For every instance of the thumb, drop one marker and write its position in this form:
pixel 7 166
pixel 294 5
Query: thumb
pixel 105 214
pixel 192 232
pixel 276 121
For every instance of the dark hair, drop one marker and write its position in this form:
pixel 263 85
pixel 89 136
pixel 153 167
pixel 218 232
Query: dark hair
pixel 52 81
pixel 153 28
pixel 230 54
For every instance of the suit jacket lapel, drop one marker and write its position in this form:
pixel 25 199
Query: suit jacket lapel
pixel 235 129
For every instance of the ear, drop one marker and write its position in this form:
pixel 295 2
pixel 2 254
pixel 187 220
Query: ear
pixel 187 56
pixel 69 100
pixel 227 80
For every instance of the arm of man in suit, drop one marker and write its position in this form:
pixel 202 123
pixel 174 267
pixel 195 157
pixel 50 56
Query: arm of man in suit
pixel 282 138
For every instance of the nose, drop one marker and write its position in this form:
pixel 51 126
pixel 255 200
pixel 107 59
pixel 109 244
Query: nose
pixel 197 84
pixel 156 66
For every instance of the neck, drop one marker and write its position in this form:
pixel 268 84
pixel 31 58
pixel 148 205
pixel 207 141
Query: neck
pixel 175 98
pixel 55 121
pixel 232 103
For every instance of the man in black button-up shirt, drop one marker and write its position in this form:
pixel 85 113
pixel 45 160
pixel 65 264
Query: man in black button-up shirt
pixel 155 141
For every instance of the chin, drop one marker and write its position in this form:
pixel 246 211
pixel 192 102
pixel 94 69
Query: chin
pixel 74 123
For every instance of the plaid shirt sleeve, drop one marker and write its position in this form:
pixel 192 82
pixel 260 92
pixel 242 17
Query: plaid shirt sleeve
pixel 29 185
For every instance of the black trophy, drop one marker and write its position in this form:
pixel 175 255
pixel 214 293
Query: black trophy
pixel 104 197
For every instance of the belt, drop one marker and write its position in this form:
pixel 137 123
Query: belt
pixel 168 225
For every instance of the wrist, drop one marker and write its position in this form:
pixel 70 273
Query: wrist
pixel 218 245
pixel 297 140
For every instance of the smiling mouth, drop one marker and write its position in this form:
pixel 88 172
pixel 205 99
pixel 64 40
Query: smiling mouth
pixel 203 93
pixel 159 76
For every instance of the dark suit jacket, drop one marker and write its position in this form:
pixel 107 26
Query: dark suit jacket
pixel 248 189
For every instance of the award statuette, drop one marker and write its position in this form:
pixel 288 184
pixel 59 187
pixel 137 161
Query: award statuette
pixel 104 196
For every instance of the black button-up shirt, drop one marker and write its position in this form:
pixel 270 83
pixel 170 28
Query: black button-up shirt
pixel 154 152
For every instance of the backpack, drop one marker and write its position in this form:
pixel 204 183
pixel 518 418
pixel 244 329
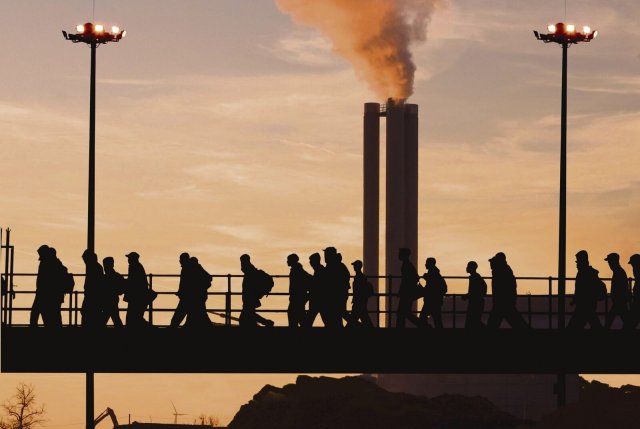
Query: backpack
pixel 600 290
pixel 67 281
pixel 264 284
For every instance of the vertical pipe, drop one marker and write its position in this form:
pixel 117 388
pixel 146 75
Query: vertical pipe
pixel 395 192
pixel 371 203
pixel 151 303
pixel 411 169
pixel 90 403
pixel 91 208
pixel 562 239
pixel 92 153
pixel 227 303
pixel 10 291
pixel 562 242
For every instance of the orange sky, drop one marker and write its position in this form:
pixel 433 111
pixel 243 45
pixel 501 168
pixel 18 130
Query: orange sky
pixel 223 128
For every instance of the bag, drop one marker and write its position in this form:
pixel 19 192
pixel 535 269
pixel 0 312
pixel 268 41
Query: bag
pixel 67 282
pixel 264 284
pixel 600 290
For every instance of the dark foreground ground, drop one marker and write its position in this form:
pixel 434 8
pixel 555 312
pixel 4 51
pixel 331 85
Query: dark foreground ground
pixel 282 350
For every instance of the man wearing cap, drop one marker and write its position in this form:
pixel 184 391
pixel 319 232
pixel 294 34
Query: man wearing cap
pixel 253 289
pixel 338 285
pixel 634 261
pixel 409 290
pixel 362 291
pixel 434 292
pixel 49 296
pixel 620 294
pixel 504 288
pixel 185 286
pixel 137 293
pixel 586 295
pixel 475 295
pixel 114 284
pixel 299 283
pixel 317 291
pixel 92 314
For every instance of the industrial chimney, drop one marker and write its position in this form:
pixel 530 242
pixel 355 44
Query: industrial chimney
pixel 401 191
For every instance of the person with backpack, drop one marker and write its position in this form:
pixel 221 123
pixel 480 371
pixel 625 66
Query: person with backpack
pixel 634 261
pixel 337 288
pixel 202 281
pixel 52 282
pixel 256 284
pixel 299 285
pixel 504 287
pixel 362 291
pixel 194 283
pixel 475 296
pixel 409 290
pixel 92 314
pixel 620 294
pixel 114 285
pixel 434 292
pixel 317 291
pixel 589 289
pixel 137 293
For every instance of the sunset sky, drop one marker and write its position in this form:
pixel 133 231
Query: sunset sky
pixel 224 128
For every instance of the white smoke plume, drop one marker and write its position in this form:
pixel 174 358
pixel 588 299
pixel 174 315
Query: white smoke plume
pixel 374 35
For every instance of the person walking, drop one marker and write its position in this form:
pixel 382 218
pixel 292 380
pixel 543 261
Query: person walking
pixel 620 293
pixel 475 297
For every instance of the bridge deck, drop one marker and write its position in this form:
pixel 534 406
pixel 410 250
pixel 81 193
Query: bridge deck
pixel 282 350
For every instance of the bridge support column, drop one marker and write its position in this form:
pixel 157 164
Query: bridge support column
pixel 561 389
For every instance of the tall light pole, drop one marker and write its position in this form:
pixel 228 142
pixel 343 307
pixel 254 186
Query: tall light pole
pixel 93 35
pixel 565 35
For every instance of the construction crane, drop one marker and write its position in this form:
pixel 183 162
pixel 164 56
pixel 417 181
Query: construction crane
pixel 106 413
pixel 176 414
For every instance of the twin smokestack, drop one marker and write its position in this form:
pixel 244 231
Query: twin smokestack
pixel 401 187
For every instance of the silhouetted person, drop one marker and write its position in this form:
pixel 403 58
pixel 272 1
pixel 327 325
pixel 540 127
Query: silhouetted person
pixel 255 284
pixel 620 294
pixel 634 261
pixel 114 285
pixel 505 294
pixel 434 292
pixel 362 291
pixel 137 293
pixel 185 291
pixel 587 294
pixel 92 314
pixel 475 296
pixel 338 285
pixel 317 291
pixel 299 285
pixel 202 280
pixel 409 290
pixel 52 282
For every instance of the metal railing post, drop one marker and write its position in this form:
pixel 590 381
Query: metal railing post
pixel 455 316
pixel 150 303
pixel 75 307
pixel 550 302
pixel 10 290
pixel 227 302
pixel 70 310
pixel 390 302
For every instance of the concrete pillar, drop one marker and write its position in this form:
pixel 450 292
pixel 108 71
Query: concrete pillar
pixel 411 182
pixel 395 198
pixel 371 205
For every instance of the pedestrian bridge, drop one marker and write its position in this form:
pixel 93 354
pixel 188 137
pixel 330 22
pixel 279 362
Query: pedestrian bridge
pixel 224 347
pixel 318 350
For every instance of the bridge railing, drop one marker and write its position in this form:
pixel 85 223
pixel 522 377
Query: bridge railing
____
▸ **What you are asked to do**
Your response must reproduce the listing above word for word and must contain none of its pictures.

▸ **Answer box**
For every instance of the thumb, drop one marker and write its position in this form:
pixel 7 166
pixel 294 5
Query: thumb
pixel 105 214
pixel 192 232
pixel 276 121
For every instance of the dark hair, drop one marker and write its position in this form:
pixel 263 85
pixel 89 136
pixel 153 167
pixel 218 232
Query: dark hair
pixel 52 81
pixel 153 28
pixel 230 54
For every instance of the suit jacket lapel, drop one marker and write its position in this form:
pixel 25 199
Query: suit jacket lapel
pixel 235 129
For every instance of the ear, drop one marker and write its position in this form:
pixel 295 2
pixel 2 254
pixel 187 220
Query: ear
pixel 187 56
pixel 69 100
pixel 227 80
For every instance of the arm of man in suit, drop one marker and write its position in this form:
pixel 202 123
pixel 174 267
pixel 195 157
pixel 50 56
Query: arm of man in suit
pixel 282 138
For every instance of the nose, drop one marker and write its position in this form:
pixel 51 126
pixel 255 200
pixel 107 59
pixel 109 244
Query: nose
pixel 197 84
pixel 156 66
For every instance of the neck, drop one marker and write its position in this form:
pixel 268 84
pixel 31 58
pixel 148 205
pixel 207 141
Query: neck
pixel 175 98
pixel 55 121
pixel 232 103
For every instance of the man in black button-up shirt, drop one marker and write its position in this form:
pixel 85 113
pixel 45 160
pixel 65 264
Query: man in black button-up shirt
pixel 155 141
For every instance of the chin, drop one marker and write its position in this form:
pixel 246 211
pixel 192 102
pixel 94 69
Query: chin
pixel 74 123
For every instance of the plaid shirt sleeve, drop one marker and write its position in this form:
pixel 192 82
pixel 260 92
pixel 242 17
Query: plaid shirt sleeve
pixel 29 185
For every instance of the black trophy, drop one marker and write its position in this form:
pixel 175 255
pixel 214 293
Query: black trophy
pixel 104 197
For every instance of the belt, drop one marker and write its position in this form:
pixel 137 123
Query: belt
pixel 168 225
For every instance of the wrist, drop one marker and write its position in this form:
pixel 70 273
Query: wrist
pixel 218 245
pixel 297 140
For every instance of the smiling mouth, drop one marker and write its position in this form:
pixel 88 172
pixel 205 99
pixel 64 40
Query: smiling mouth
pixel 203 93
pixel 159 76
For every instance of the dark suit jacket, drop one marker and write its position in this form:
pixel 107 26
Query: dark suit jacket
pixel 248 189
For every instance of the award statuette, drop one marker and write its position in this form:
pixel 288 184
pixel 59 187
pixel 137 161
Query: award statuette
pixel 104 196
For every instance of the black button-up shirt, drop one marker and write its position in this form:
pixel 270 83
pixel 170 28
Query: black button-up shirt
pixel 154 152
For every instance of the backpack, drop one marker and write its position in this form:
pixel 204 183
pixel 518 418
pixel 244 329
Query: backpack
pixel 600 290
pixel 67 281
pixel 264 284
For every instance of the vertical pipe, drop one marker and write its position in this form:
pixel 117 388
pixel 146 75
Query: vertical pipe
pixel 395 192
pixel 371 203
pixel 151 303
pixel 411 169
pixel 90 403
pixel 91 208
pixel 562 239
pixel 92 153
pixel 227 303
pixel 10 291
pixel 562 242
For every instance of the orange sky, drop one marker and write its position in this form:
pixel 433 111
pixel 243 45
pixel 501 168
pixel 18 130
Query: orange sky
pixel 223 128
For every instance of the bag, drop one marker and write its position in this form:
pixel 19 192
pixel 535 269
pixel 0 312
pixel 268 41
Query: bag
pixel 67 282
pixel 264 284
pixel 600 290
For every instance of the dark foreground ground, drop one marker and write its position in this form:
pixel 434 8
pixel 555 312
pixel 4 51
pixel 331 85
Query: dark foreground ground
pixel 282 350
For every instance of the man wearing cap, drop one marker and write its position in this form:
pixel 184 391
pixel 319 232
pixel 294 34
Query: man wearing cap
pixel 253 289
pixel 338 285
pixel 634 261
pixel 409 290
pixel 362 291
pixel 434 292
pixel 49 296
pixel 620 294
pixel 504 288
pixel 185 286
pixel 137 293
pixel 586 295
pixel 475 295
pixel 114 284
pixel 299 283
pixel 317 291
pixel 92 314
For every instance of the industrial chimney, drop one marker and write its position in this form:
pixel 530 242
pixel 355 44
Query: industrial chimney
pixel 401 191
For every instance of the person with backpack, drop one marker and write its position in this form:
pixel 221 123
pixel 480 371
pixel 625 66
Query: person with backpack
pixel 634 261
pixel 337 288
pixel 202 281
pixel 52 282
pixel 256 284
pixel 299 285
pixel 504 287
pixel 362 291
pixel 194 283
pixel 475 296
pixel 409 290
pixel 92 314
pixel 620 294
pixel 114 285
pixel 434 292
pixel 317 291
pixel 589 289
pixel 137 293
For every instance of the sunset sky, drop one marker and write its position in this form:
pixel 133 231
Query: sunset sky
pixel 224 128
For every instance of the white smoke plume, drop one marker and write its position in this form:
pixel 174 358
pixel 588 299
pixel 174 315
Query: white smoke plume
pixel 374 35
For every instance of the person walking, drop one marker and write its position in this form:
pixel 382 218
pixel 292 380
pixel 543 261
Query: person walking
pixel 620 293
pixel 475 297
For every instance of the bridge deck, drop one marker and write its position in this form:
pixel 534 406
pixel 410 250
pixel 81 193
Query: bridge deck
pixel 282 350
For every instance of the bridge support column, drop one marker and write its position in this form:
pixel 157 164
Query: bridge support column
pixel 561 389
For every instance of the tall light pole, drop one marker and write its position in this form:
pixel 228 142
pixel 343 307
pixel 254 186
Query: tall light pole
pixel 93 35
pixel 565 35
For every instance of the construction crane, drop one marker and write its position in this form:
pixel 183 162
pixel 164 56
pixel 417 181
Query: construction crane
pixel 106 413
pixel 176 414
For every instance of the twin smokestack, drop one marker and write its position in this form:
pixel 244 231
Query: twin smokestack
pixel 401 187
For every instance of the silhouetted person, drop one marker and write its position in this form:
pixel 403 58
pixel 272 1
pixel 327 325
pixel 540 127
Query: silhouetted person
pixel 255 284
pixel 620 294
pixel 634 261
pixel 114 285
pixel 505 294
pixel 434 292
pixel 362 291
pixel 137 293
pixel 185 291
pixel 587 294
pixel 92 314
pixel 475 296
pixel 338 285
pixel 317 291
pixel 299 285
pixel 202 280
pixel 409 290
pixel 52 282
For every instance of the metal railing post, drop one marker and write its position in this form:
pixel 590 381
Query: metal railing post
pixel 455 316
pixel 150 303
pixel 75 307
pixel 550 302
pixel 10 290
pixel 227 302
pixel 70 310
pixel 390 302
For every instance of the concrete pillar, drop one marker and write its position in this form:
pixel 450 292
pixel 108 71
Query: concrete pillar
pixel 411 182
pixel 395 198
pixel 371 205
For every instance of the pedestrian bridge, drop one marker and write its position in this form:
pixel 93 354
pixel 188 137
pixel 330 22
pixel 279 362
Query: pedestrian bridge
pixel 224 347
pixel 318 350
For every instance of the bridge railing, drop one marker and write its position in this form:
pixel 85 223
pixel 522 377
Query: bridge railing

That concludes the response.